Can you reproduce the whole listing below line for line, with every character unchanged, but leave the pictures out of your copy?

═══

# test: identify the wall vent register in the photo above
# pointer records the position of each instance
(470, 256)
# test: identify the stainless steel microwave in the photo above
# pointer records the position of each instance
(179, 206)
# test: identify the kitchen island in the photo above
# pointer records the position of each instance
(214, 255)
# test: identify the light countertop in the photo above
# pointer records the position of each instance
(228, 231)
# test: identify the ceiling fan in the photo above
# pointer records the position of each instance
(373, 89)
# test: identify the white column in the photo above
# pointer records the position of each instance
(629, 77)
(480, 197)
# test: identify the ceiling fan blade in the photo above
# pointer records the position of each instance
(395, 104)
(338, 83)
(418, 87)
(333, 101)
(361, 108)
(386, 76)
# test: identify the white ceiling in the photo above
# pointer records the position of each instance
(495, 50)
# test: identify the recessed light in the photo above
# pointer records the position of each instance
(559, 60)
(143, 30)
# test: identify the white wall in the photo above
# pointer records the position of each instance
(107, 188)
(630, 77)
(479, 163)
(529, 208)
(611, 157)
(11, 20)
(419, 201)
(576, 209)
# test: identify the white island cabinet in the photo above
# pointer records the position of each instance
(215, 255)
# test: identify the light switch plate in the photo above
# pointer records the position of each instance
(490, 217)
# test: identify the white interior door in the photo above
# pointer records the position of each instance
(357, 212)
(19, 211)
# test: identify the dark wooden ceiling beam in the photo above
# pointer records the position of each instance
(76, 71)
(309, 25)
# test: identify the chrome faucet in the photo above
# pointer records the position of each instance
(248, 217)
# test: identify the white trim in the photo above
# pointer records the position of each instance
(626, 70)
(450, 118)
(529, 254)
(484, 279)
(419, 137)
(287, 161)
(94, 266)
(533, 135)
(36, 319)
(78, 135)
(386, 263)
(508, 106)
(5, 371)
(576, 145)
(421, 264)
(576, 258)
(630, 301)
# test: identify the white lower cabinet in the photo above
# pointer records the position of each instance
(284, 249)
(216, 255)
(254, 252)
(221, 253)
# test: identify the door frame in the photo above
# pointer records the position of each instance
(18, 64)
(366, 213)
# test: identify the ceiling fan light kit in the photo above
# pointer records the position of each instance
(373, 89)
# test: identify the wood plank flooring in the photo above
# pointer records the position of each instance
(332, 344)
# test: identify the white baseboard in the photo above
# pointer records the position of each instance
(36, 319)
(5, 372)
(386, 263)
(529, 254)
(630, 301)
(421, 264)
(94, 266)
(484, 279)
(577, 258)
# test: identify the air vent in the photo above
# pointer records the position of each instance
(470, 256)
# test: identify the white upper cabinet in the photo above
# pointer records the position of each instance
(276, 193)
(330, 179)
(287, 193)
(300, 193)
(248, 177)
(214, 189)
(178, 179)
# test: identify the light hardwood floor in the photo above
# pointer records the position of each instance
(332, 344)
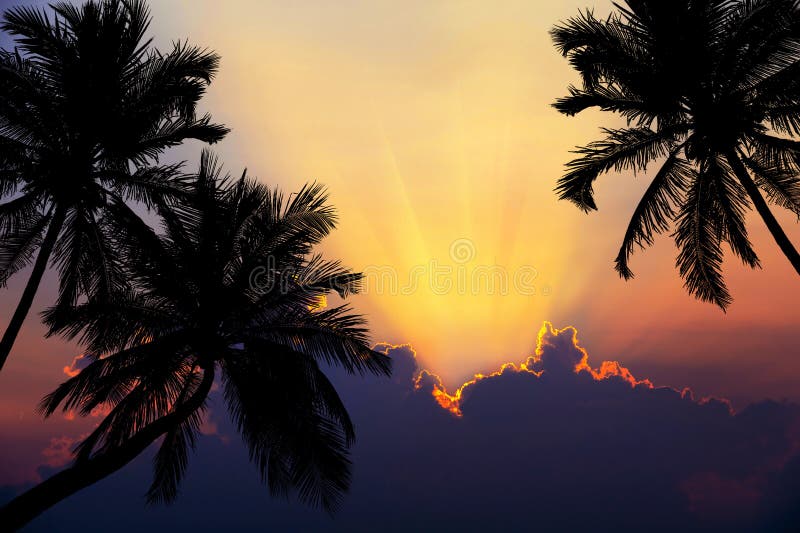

═══

RESPONSE:
# test: identify the wall vent register in the photo above
# pointer records the position of each instance
(470, 256)
# test: identify the stainless steel microwave in the photo above
# pointer records the position of each instance
(179, 206)
# test: identify the kitchen island in the photo above
# pointer records the position of each instance
(214, 255)
# test: identify the light countertop in the photo above
# pointer records the position of each instance
(228, 231)
# test: identify the ceiling fan in the photo above
# pointer records the position of each instance
(373, 89)
# test: identify the white column in the photo above
# pointer records the position of each instance
(629, 77)
(480, 197)
# test: identify the ceiling fan blade in the photo above
# pointer records the position of each instance
(395, 104)
(338, 83)
(418, 87)
(333, 101)
(361, 108)
(386, 76)
# test: identify the white ceiling in the photo above
# pointer records the position of each instance
(495, 50)
# test: identify the recessed light in the photo above
# pointer records the position of each instance
(559, 60)
(143, 30)
# test: identify the white wall in the photo above
# pointer records the position of each instance
(107, 188)
(630, 77)
(479, 163)
(529, 208)
(611, 157)
(11, 20)
(419, 201)
(576, 209)
# test: identify the white island cabinet in the photo above
# pointer records the position of each instance
(215, 255)
# test: identify the light switch plate in the photo above
# pointer records the position of each instance
(490, 217)
# test: identify the white interior door in the photo above
# pointer records the position of each instance
(357, 212)
(19, 211)
# test: identify the dark wooden ceiling beam in the photo above
# pointer records the position of each instance
(76, 71)
(309, 25)
# test: identify the chrome faucet in the photo above
# pointer records the position of each instance
(248, 217)
# test: identify the white trim in the photo above
# pointer records the position of each instance
(626, 70)
(450, 118)
(529, 254)
(484, 279)
(419, 137)
(287, 161)
(94, 266)
(533, 135)
(36, 319)
(78, 135)
(386, 263)
(508, 106)
(5, 371)
(576, 145)
(421, 264)
(576, 258)
(630, 301)
# test: identify the white lower cabinet in the photo above
# pointer records the position of each instance
(284, 249)
(216, 255)
(254, 252)
(221, 253)
# test: identify the door frame in the photo above
# pointer records the position of each instance
(18, 64)
(366, 213)
# test: identify the ceiling fan light kit in the photo above
# pointer records the position of each instance
(373, 89)
# test: identify the wood plank flooring in the photo above
# pointer records the position of each instance
(332, 344)
# test: identify the white baseboard in the photo above
# pointer records the position of each instance
(36, 319)
(5, 372)
(386, 263)
(529, 254)
(630, 301)
(421, 264)
(94, 266)
(484, 279)
(577, 258)
# test: identify the air vent in the photo above
# pointer records the position of each instance
(470, 256)
# test: identify the white upper cabinet in the photo above
# pointer records the position of each instance
(276, 193)
(330, 179)
(287, 193)
(300, 193)
(248, 177)
(214, 189)
(178, 179)
# test: identify the light hardwood floor in the photo above
# pointer records the position of each instance
(332, 344)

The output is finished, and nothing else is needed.